In 1979, I was strolling along outside Winson Green prison and spotted a record shop. It seemed to specialise in reggae. In the window was a bright yellow album splattered with red dots, with multi-coloured lettering for the title. It was called Rebel Music, a superb rock steady double compilation with a smattering of toasting, deejaying, skanking and dub. Most Afterworders will remember that 1979 was an exceptional year for music but Rebel Music was my most played purchase.
My favourite track, S-90 Skank is about a very uncool Honda motorbike. It is produced by Keith Hudson. The motorbike itself opens the song, revving up inside the studio itself in as threatening a manner as it can. Big Youth then has a conversation with a friend. Having listened closely for over thirty-five years, I still cannot make out a single word. Nevertheless, it sounds fantastic. Then, I believe, Keith provides what Twang might regard as a brilliant stoner groove. It lopes like a bastard, in the classic skank stylee.
Here. Have a listen.
I’m a simple human being. I like a bit of chat, a little conversation with a fellow human. I especially love it when a snippet of talking is incorporated into a piece of music. Let’s see how many more records The Afterword can think of that include a bit of spoken word.
Cuh. Is it possible to delete an “itself”?
That’s a nice little post, Tigger.
I, too loved “Rebel Music”. What an immaculate compilation it was, despite the rather cheap-looking cover. It wasn’t the first reggae album I bought, but it was the one that really set me off on my lifelong pursuit of, and love for, Jamaican music.
When the double LP was finally put out as a single CD, it was in a much abridged version, which wasn’t nearly as good.
As regards the Big Youth track, I’ve seen it listed under three titles:
– S90 Skank
– $90 Skank
– Ace Ninety Skank
http://www.discogs.com/Big-Youth-Keith-Hudson-Ace-Ninety-Skank-True-True-To-My-Heart/release/3282030
And yes, that’s a tremendous bit of spoken word stuff at the beginning!
Thank you, duco.
I wonder. Do you know what they are saying?
Ryan Adams arguing about a Morrissey track before launching into To Be Young (Is to Be Sad, Is to Be High)
Mick offering up his best Jermaine Clement impersonation while nattering towards the end of the song about how “you” could be “his” tonight and indeed every night. He’s even going to bring a horse.
On Let’s Spend The Night Together, Mick promises many hours of indulgent pleasure. Bowie, but on his souped-up version, offers nothing more than a quick knee-trembler. He reveals his chat-up line in a spoken word breakdown.
See also “Miss You” where Mick informs us that he is expecting some Puerto Rican girls who are just dying to meet him…
(Charlie’s patented “What a prancing bell-end!” look at around 2:26)
My top seven:
Are You Lonesome Tonight by Elvis has the definitive spoken word section, surely?

= = = =

From the thread about spoken word in records, list every title under which the Big Youth track has been seen listed.

SUPPLIED INFORMATION:
= = = =

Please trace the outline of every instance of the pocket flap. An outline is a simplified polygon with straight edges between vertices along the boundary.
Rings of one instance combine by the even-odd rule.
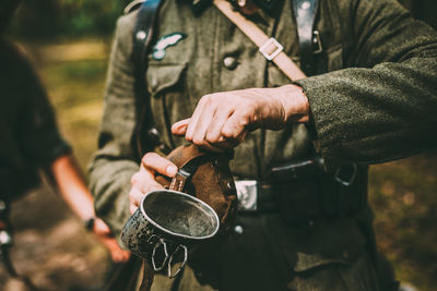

= = = =

TASK OUTPUT:
S90 Skank
$90 Skank
Ace Ninety Skank